OBJECTIF DE L'EXERCICE: Recopiez mot pour mot et en entier le texte sur les expériences menées sur des rats.

TEXTE:
· · · · ·

Vous subissez une fracture vertébrale avec rupture de la moelle spinale : vous perdez la motricité et la sensibilité au-dessous de la lésion.
Gardez-vous de vous soumettre à l’expérimentation correspondante parfaitement superflue !
Que veulent démontrer ces pseudo-scientifiques en torturant des rats ?
Le mécanisme d’apparition d’un état dépressif et de quasi-sidération ?
Cruel et inutile, ce prétexte à fausses recherches mérite un blâme éthique et méthodologique.
Qu’un stress post-traumatique génère un trouble neurologique est une évidence, bien que chaque individu répond, comme il le peut, à l’exposition aux actes de guerre, aux accidents matérielles, aux échecs de la vie, en fonction de ses prédispositions, à l’instar de ce que ses cellules réagissent aux agressions somatiques.
Les individus ne sont pas égaux face aux coups de la vie, pas plus qu’ils ne le sont à la toxicité établie du tabac ou de l’alcool.
Or, les réactions hormonales, les variations des transmetteurs biochimiques des neurones en présence d’agressions fortes ou répétées sont connues.

· · · · ·

DONNÉES FOURNIES:
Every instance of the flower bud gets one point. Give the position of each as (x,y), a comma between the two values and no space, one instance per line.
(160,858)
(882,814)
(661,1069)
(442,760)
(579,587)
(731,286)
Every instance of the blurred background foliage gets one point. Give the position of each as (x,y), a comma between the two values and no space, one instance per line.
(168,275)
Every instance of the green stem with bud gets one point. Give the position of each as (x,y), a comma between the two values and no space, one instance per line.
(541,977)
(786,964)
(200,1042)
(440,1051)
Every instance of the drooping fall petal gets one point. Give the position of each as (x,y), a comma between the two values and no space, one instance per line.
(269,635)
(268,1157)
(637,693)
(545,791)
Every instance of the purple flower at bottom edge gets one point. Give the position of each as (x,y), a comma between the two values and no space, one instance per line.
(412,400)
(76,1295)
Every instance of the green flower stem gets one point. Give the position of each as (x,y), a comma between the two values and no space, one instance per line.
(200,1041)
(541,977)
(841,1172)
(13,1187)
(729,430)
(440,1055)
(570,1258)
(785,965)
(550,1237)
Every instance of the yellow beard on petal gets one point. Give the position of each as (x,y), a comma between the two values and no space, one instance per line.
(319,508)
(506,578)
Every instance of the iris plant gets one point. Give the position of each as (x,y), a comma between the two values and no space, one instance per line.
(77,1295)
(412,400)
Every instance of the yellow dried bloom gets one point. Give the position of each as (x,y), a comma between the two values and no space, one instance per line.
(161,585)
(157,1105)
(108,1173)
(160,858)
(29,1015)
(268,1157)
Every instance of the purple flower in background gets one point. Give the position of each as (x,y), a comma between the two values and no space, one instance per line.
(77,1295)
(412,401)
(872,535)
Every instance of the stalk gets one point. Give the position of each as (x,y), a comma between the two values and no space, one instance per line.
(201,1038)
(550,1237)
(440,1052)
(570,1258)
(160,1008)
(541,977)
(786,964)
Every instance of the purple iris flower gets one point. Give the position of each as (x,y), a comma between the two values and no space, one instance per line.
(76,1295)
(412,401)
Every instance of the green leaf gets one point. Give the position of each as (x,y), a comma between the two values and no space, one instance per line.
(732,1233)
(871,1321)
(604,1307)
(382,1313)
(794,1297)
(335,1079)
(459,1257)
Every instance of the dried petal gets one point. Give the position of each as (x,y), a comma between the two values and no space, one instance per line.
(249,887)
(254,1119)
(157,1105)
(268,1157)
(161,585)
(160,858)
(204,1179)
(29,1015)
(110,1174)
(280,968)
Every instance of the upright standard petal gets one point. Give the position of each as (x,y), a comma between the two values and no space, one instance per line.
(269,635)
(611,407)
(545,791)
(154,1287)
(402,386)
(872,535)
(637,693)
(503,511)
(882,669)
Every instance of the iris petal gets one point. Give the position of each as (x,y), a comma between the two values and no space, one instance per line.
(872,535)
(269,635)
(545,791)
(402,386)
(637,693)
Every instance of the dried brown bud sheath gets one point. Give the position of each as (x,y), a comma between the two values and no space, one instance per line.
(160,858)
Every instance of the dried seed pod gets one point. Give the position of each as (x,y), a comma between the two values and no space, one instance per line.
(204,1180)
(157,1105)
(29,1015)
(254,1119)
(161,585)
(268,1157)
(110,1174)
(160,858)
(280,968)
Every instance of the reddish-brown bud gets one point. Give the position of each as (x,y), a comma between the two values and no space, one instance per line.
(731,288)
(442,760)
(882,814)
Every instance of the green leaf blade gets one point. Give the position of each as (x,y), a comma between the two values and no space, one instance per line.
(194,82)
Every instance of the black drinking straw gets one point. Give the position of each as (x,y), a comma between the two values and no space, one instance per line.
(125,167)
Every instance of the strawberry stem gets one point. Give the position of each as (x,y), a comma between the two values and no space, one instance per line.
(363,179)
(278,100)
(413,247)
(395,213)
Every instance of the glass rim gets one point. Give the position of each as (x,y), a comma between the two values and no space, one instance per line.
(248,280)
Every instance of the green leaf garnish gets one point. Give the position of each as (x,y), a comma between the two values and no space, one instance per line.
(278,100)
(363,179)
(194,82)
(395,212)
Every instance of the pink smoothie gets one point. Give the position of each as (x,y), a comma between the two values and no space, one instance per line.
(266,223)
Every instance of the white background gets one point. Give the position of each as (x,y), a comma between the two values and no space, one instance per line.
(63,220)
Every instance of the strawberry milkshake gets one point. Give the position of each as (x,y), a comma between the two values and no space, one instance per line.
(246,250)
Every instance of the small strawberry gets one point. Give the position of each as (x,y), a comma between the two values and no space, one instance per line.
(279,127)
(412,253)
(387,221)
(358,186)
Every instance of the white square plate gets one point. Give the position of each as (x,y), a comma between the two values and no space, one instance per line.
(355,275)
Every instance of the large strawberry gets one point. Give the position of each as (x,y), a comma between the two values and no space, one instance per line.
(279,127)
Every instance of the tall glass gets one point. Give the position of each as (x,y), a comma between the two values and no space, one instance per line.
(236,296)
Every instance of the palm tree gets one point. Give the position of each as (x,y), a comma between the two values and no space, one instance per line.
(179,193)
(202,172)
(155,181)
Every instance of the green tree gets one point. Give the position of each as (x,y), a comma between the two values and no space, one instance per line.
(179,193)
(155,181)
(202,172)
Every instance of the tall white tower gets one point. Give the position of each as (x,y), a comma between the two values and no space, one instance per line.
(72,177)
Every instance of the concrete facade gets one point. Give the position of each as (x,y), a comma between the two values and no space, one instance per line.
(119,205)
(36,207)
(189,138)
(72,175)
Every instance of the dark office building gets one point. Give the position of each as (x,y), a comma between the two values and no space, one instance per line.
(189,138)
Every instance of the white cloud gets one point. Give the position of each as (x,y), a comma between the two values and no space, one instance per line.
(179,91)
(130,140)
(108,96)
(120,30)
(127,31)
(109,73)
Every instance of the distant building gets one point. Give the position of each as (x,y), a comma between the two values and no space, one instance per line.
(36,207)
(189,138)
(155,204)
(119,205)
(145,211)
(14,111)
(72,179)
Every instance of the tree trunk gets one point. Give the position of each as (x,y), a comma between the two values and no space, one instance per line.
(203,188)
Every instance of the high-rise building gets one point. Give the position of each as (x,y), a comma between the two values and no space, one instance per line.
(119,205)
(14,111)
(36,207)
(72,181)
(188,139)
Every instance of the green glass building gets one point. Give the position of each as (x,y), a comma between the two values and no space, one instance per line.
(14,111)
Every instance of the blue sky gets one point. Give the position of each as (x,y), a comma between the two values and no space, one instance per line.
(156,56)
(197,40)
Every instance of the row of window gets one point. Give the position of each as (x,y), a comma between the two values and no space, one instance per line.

· · · · ·

RÉPONSE ATTENDUE:
Vous subissez une fracture vertébrale avec rupture de la moelle spinale : vous perdez la motricité et la sensibilité au-dessous de la lésion.
Gardez-vous de vous soumettre à l’expérimentation correspondante parfaitement superflue !
Que veulent démontrer ces pseudo-scientifiques en torturant des rats ?
Le mécanisme d’apparition d’un état dépressif et de quasi-sidération ?
Cruel et inutile, ce prétexte à fausses recherches mérite un blâme éthique et méthodologique.
Qu’un stress post-traumatique génère un trouble neurologique est une évidence, bien que chaque individu répond, comme il le peut, à l’exposition aux actes de guerre, aux accidents matérielles, aux échecs de la vie, en fonction de ses prédispositions, à l’instar de ce que ses cellules réagissent aux agressions somatiques.
Les individus ne sont pas égaux face aux coups de la vie, pas plus qu’ils ne le sont à la toxicité établie du tabac ou de l’alcool.
Or, les réactions hormonales, les variations des transmetteurs biochimiques des neurones en présence d’agressions fortes ou répétées sont connues.